| What to work on |
Copy the lines below from the one containing "cherry tomato -> box" down to the last line, substituting "jar" for every "bottle" and changing nothing else.

| Data supplied |
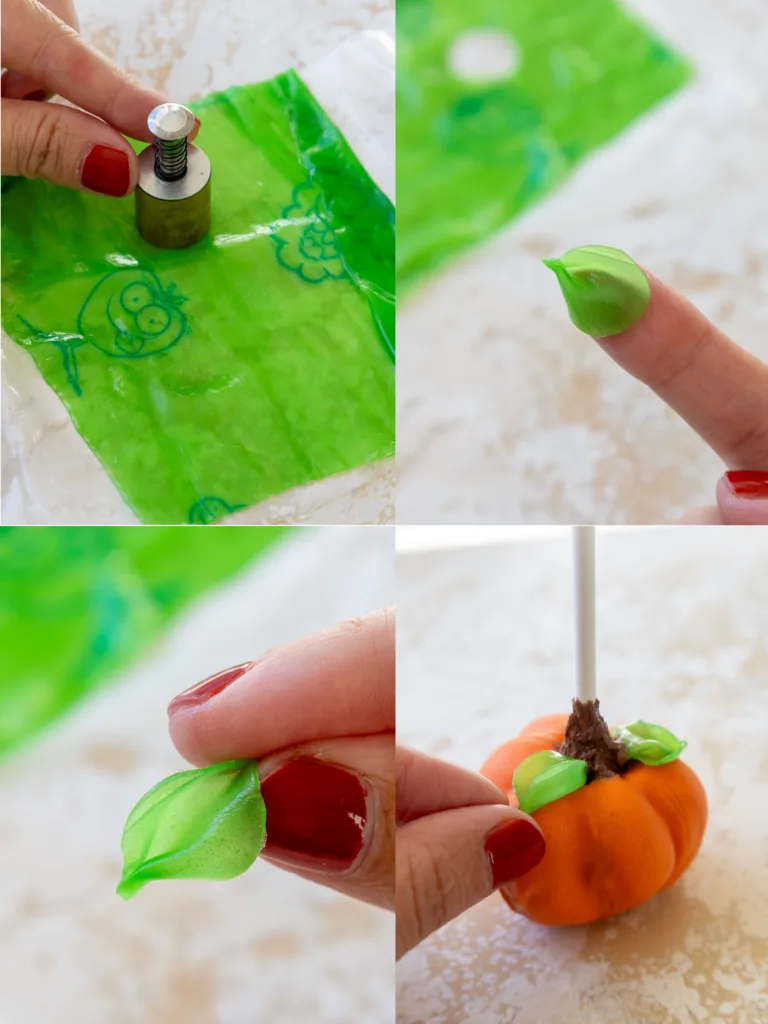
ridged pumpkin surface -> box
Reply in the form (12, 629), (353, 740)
(480, 715), (707, 925)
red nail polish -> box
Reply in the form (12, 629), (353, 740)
(725, 469), (768, 498)
(80, 145), (131, 198)
(487, 818), (547, 889)
(261, 757), (368, 869)
(168, 662), (253, 715)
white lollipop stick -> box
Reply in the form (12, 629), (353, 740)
(572, 526), (597, 700)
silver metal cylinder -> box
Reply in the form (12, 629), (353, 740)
(135, 103), (211, 249)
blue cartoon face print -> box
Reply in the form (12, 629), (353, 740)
(18, 266), (190, 395)
(78, 267), (188, 359)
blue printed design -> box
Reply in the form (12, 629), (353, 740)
(18, 266), (190, 395)
(272, 181), (345, 285)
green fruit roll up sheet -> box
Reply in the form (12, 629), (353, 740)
(397, 0), (690, 290)
(2, 72), (394, 523)
(0, 526), (292, 754)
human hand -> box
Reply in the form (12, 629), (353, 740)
(597, 274), (768, 524)
(168, 609), (395, 909)
(2, 0), (174, 197)
(395, 748), (546, 958)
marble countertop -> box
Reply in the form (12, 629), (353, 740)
(397, 0), (768, 523)
(0, 528), (394, 1024)
(2, 0), (394, 524)
(397, 527), (768, 1024)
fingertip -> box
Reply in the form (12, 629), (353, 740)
(717, 470), (768, 526)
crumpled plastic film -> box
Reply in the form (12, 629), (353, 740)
(0, 526), (291, 755)
(397, 0), (690, 294)
(2, 72), (394, 523)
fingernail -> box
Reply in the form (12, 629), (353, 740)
(80, 145), (131, 198)
(485, 818), (547, 889)
(543, 246), (650, 338)
(261, 757), (368, 870)
(725, 469), (768, 499)
(168, 662), (253, 715)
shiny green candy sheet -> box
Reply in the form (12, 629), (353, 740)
(0, 526), (291, 755)
(397, 0), (690, 289)
(2, 73), (394, 523)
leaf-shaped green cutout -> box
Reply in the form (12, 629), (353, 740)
(118, 761), (266, 899)
(613, 722), (688, 766)
(512, 751), (565, 804)
(512, 751), (587, 814)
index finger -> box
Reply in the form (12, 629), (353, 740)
(168, 609), (394, 765)
(597, 274), (768, 469)
(2, 0), (165, 142)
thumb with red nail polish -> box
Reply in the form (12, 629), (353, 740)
(168, 610), (394, 909)
(717, 469), (768, 526)
(395, 749), (546, 957)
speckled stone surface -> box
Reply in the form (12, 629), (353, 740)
(397, 527), (768, 1024)
(397, 0), (768, 523)
(0, 0), (394, 524)
(0, 528), (394, 1024)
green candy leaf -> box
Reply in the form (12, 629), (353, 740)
(512, 751), (565, 803)
(118, 761), (266, 899)
(512, 751), (587, 814)
(613, 722), (688, 766)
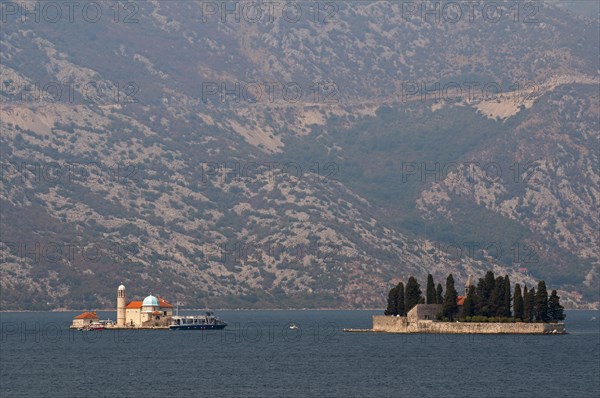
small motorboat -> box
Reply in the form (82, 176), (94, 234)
(87, 322), (104, 330)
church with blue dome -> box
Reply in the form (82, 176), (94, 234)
(117, 285), (173, 327)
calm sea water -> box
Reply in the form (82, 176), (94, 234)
(0, 311), (600, 398)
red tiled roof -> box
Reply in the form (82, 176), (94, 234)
(74, 312), (100, 319)
(158, 297), (173, 308)
(125, 301), (142, 308)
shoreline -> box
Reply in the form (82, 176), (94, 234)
(0, 308), (600, 313)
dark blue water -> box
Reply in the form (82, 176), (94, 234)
(0, 311), (600, 398)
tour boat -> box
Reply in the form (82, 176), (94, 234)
(169, 311), (227, 330)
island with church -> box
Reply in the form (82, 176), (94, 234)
(71, 284), (227, 331)
(344, 271), (566, 334)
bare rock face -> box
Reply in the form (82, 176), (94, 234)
(0, 1), (600, 309)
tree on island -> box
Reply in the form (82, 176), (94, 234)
(524, 287), (535, 322)
(463, 286), (475, 316)
(535, 281), (548, 322)
(548, 290), (566, 322)
(404, 276), (421, 313)
(442, 274), (458, 320)
(502, 275), (512, 317)
(396, 282), (406, 316)
(488, 276), (504, 316)
(513, 283), (527, 319)
(383, 286), (398, 315)
(435, 283), (444, 304)
(426, 274), (437, 304)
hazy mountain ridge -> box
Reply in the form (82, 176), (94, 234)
(0, 2), (598, 308)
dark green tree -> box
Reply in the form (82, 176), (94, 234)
(548, 290), (566, 322)
(524, 287), (535, 322)
(384, 286), (398, 315)
(535, 281), (548, 322)
(425, 274), (437, 304)
(442, 274), (458, 320)
(435, 283), (444, 304)
(396, 282), (406, 316)
(475, 278), (490, 316)
(404, 276), (421, 313)
(513, 283), (527, 319)
(502, 275), (512, 317)
(488, 276), (504, 316)
(463, 286), (475, 316)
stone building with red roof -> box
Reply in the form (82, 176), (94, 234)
(72, 312), (100, 328)
(117, 285), (173, 327)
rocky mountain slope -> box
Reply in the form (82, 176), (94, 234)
(0, 1), (599, 309)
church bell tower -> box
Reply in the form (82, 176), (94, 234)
(117, 285), (125, 326)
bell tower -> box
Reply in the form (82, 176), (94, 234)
(117, 285), (125, 326)
(465, 274), (475, 297)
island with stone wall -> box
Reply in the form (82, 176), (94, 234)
(344, 271), (566, 334)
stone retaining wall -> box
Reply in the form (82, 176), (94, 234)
(373, 315), (565, 334)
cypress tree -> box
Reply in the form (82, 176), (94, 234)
(475, 278), (489, 316)
(488, 276), (504, 316)
(404, 276), (421, 313)
(426, 274), (437, 304)
(535, 281), (548, 322)
(463, 286), (475, 316)
(525, 287), (535, 322)
(442, 274), (458, 320)
(435, 283), (444, 304)
(548, 290), (566, 322)
(513, 283), (527, 319)
(396, 282), (406, 316)
(503, 275), (512, 317)
(383, 286), (398, 315)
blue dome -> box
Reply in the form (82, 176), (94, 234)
(142, 295), (158, 307)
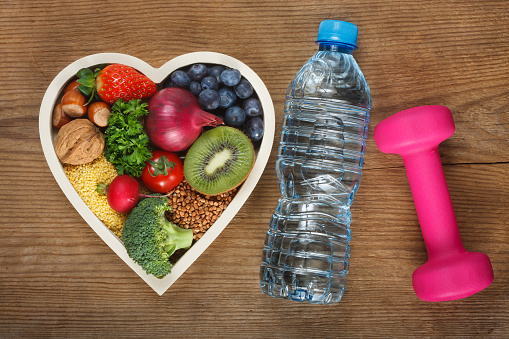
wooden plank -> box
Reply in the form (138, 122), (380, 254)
(0, 0), (509, 338)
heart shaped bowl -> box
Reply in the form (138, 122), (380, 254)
(39, 52), (275, 295)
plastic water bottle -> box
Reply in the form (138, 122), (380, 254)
(260, 20), (371, 304)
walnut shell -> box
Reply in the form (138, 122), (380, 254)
(55, 119), (104, 165)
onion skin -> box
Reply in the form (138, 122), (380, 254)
(145, 87), (223, 152)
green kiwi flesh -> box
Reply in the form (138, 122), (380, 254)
(184, 126), (255, 195)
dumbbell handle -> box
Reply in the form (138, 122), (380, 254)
(402, 146), (466, 258)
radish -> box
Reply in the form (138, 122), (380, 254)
(145, 87), (223, 152)
(96, 174), (173, 213)
(97, 174), (140, 213)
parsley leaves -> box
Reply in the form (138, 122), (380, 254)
(104, 99), (152, 177)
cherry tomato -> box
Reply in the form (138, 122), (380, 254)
(141, 150), (184, 193)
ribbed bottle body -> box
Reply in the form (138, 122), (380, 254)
(260, 45), (371, 304)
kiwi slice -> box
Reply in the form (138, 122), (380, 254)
(184, 126), (255, 195)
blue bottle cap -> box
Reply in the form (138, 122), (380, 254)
(316, 20), (358, 49)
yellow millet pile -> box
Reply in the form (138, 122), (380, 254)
(63, 154), (127, 238)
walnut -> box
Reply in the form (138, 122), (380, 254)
(55, 119), (104, 165)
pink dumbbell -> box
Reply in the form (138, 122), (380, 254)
(374, 106), (493, 301)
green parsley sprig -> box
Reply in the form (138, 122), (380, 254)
(104, 99), (152, 177)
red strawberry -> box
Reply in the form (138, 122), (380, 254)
(77, 64), (157, 105)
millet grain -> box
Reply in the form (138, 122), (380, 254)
(167, 180), (237, 240)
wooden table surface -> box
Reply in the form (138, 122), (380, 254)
(0, 0), (509, 338)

| Task solution |
cherry tomato -> box
Reply in the form (138, 122), (380, 254)
(141, 150), (184, 193)
ribbed jar body -> box
Reply in the form (138, 122), (380, 254)
(260, 45), (371, 304)
kiwi slice -> box
Reply in the form (138, 122), (380, 254)
(184, 126), (255, 195)
blue jar cap -> box
Reply in the form (138, 122), (380, 254)
(316, 20), (358, 49)
yellow millet pile -> box
Reply in the form (138, 122), (380, 254)
(63, 154), (127, 238)
walnut -> box
Reply in the form (138, 122), (380, 254)
(55, 119), (104, 165)
pink dumbbell -> box
Reply in the form (138, 122), (380, 254)
(374, 106), (493, 301)
green parsley sprig -> box
Reply in the form (138, 122), (380, 254)
(104, 99), (152, 177)
red strawberry -> box
Reply in the form (138, 122), (380, 254)
(77, 64), (157, 105)
millet grain -> box
Reply in the form (138, 122), (380, 254)
(167, 180), (237, 240)
wooden table surface -> box
Reply in the form (138, 122), (380, 254)
(0, 0), (509, 338)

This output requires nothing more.